■ ФРАГМЕНТ ТЕКСТА
□ □ □ □ □

О черном вине

(к/ф «Евгений Телегин», 2024)

С тобой сдружившись, ни о чем
не думать мог бы я,
но знаю — бьет в тебе ключом
избыток бытия.
Я боя не веду с судьбой,
я осознал давно:
я счастлив тем, что пьян тобой,
ты, черное вино.

(Теодор Крамер. О черном вине.

Избр., перевод Евгения Витковского)

Гениальность — именно это слово звучит в фильме первым. «Гениальность является здесь как бы особым видом высшей мужественности». Что бы мы ни выбрали в этой фразе, получим готовый ракурс для всей истории. Метаироническое распутье. Гениальность, например, подсказывает начать с конца, ведь жизнь с нее не начинается. Перед нами вольное переосмысление «Евгения Онегина», в котором, однако, Евгений Ткачук-Телегин-Онегин выкапывает из могилы Ленского-Ленина, и тот вдруг обнаруживает способность идти в обнимку с другом по полю, куда-то в сторону храма, где что-то мерцает, а еще в сторону рассвета, где будет совсем светло. Впрочем, Телегин, похоже, и Цоя лучший друг.

Здесь мне хочется сделать драматическую паузу, а еще вспомнить две реплики Годара. Они бесспорно уместны в гостеприимном и синкретическом контексте фильма. В 60-х годах прошлого века за Годаром уже закрепилась слава культурного героя и ниспровергателя. Подобно Джойсу и Пикассо, он жадно набрасывался на памятники прошлого, создавая свою невольную антологию, полную формальной эклектики и всевозможных гибридизаций. «Прежде я писал свои критические работы, а теперь снимаю их», — заявлял мастер, запросто снимая все возражения. И всё же споров было немало. Говорят, однажды ему предложили признать, что и в его фильмах должны быть, по крайней мере, начало, середина и конец. «Разумеется, — ответил Годар, — но не обязательно в таком порядке».

□ □ □ □ □

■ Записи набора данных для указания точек
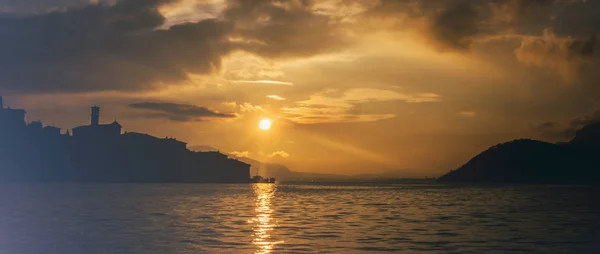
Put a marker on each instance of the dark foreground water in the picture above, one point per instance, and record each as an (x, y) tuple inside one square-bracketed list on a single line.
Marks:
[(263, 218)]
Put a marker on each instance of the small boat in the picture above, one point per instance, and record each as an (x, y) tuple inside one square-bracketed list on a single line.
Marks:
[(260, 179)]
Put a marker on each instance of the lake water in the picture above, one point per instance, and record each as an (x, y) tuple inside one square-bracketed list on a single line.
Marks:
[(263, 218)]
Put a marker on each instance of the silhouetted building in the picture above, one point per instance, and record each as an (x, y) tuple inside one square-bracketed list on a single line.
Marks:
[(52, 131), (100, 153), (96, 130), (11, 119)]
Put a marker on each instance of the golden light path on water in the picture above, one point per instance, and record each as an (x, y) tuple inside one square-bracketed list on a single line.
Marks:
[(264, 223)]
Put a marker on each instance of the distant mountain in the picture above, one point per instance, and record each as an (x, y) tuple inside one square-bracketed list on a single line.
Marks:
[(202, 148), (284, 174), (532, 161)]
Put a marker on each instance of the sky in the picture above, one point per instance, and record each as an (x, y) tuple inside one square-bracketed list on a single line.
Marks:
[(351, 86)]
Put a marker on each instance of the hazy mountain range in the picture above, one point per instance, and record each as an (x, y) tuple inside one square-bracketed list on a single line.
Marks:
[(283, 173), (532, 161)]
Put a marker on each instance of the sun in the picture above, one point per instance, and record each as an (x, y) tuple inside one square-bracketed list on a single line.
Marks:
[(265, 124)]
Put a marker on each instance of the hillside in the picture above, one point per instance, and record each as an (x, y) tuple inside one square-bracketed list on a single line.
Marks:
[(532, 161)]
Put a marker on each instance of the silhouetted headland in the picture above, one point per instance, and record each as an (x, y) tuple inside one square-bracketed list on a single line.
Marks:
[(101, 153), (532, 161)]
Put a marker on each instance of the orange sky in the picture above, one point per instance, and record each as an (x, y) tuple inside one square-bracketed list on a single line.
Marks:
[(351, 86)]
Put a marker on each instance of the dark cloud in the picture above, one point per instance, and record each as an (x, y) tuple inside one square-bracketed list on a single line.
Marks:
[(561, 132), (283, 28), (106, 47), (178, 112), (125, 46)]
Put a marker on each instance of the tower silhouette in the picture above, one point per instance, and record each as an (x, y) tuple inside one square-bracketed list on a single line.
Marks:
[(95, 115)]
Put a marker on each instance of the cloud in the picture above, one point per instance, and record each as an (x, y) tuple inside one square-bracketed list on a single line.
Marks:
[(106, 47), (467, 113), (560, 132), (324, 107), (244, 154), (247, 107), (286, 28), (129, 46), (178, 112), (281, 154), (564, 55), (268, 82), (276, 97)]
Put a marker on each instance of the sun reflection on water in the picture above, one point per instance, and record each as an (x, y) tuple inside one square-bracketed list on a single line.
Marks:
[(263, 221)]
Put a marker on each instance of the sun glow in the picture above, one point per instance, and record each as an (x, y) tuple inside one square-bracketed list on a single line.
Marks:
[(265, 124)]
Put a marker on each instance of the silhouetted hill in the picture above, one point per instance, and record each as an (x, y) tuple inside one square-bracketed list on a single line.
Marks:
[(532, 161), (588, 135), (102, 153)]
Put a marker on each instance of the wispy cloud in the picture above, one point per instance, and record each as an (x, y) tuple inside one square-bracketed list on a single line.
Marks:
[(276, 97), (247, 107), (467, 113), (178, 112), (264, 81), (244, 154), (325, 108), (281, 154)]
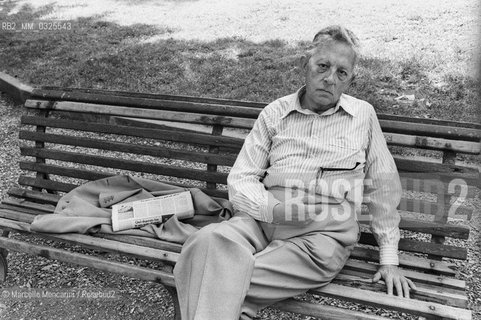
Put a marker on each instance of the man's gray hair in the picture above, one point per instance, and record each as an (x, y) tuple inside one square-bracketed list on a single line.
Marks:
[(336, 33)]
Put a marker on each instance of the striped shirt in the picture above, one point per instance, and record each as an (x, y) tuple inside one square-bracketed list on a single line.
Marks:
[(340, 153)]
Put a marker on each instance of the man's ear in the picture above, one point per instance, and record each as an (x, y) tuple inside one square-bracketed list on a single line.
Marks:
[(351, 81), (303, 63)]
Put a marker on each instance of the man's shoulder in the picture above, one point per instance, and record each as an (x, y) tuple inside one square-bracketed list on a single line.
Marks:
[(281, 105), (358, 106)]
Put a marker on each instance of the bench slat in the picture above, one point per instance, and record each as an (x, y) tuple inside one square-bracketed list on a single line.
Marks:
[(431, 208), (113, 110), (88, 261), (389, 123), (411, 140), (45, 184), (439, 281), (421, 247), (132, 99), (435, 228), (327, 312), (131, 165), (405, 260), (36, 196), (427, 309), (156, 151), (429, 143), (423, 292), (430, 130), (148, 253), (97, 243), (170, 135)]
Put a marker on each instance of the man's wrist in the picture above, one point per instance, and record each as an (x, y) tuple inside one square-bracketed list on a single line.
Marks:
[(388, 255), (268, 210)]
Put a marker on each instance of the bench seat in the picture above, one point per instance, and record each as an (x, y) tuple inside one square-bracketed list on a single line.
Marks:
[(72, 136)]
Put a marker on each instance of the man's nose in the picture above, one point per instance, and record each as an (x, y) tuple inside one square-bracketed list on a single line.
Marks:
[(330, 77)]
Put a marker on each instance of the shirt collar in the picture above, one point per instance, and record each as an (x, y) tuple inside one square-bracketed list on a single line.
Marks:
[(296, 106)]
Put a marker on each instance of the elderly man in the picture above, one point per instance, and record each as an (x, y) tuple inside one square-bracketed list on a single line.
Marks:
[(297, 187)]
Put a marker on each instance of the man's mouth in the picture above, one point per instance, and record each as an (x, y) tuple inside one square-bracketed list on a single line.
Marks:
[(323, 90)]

□ □ □ □ □

■ ЗАДАНИЕ A
Выпишите без изменений отрывок из текста о фильме «Евгений Телегин», начиная со слов «Избр., перевод Евгения» и заканчивая словами «Цоя лучший друг.».
■ ЗАДАНИЕ B
Прибавьте 131 к каждому числу в координатах точек в строках списка, начиная со строки, где есть «Put a marker on each instance of the orange», и заканчивая строкой, где есть «[(561, 132), (283, 28), (106, 47), (178, 112), (125, 46)]», включая обе. Приведите заново только эти строки целиком, вместе с запросами.
Текст и список взяты из разных источников.

■ РЕШЕНИЕ ЗАДАНИЯ A
Избр., перевод Евгения Витковского)

Гениальность — именно это слово звучит в фильме первым. «Гениальность является здесь как бы особым видом высшей мужественности». Что бы мы ни выбрали в этой фразе, получим готовый ракурс для всей истории. Метаироническое распутье. Гениальность, например, подсказывает начать с конца, ведь жизнь с нее не начинается. Перед нами вольное переосмысление «Евгения Онегина», в котором, однако, Евгений Ткачук-Телегин-Онегин выкапывает из могилы Ленского-Ленина, и тот вдруг обнаруживает способность идти в обнимку с другом по полю, куда-то в сторону храма, где что-то мерцает, а еще в сторону рассвета, где будет совсем светло. Впрочем, Телегин, похоже, и Цоя лучший друг.

■ РЕШЕНИЕ ЗАДАНИЯ B
Put a marker on each instance of the orange sky in the picture above, one point per instance, and record each as an (x, y) tuple inside one square-bracketed list on a single line.
Marks:
[(482, 217)]
Put a marker on each instance of the dark cloud in the picture above, one point per instance, and record each as an (x, y) tuple inside one square-bracketed list on a single line.
Marks:
[(692, 263), (414, 159), (237, 178), (309, 243), (256, 177)]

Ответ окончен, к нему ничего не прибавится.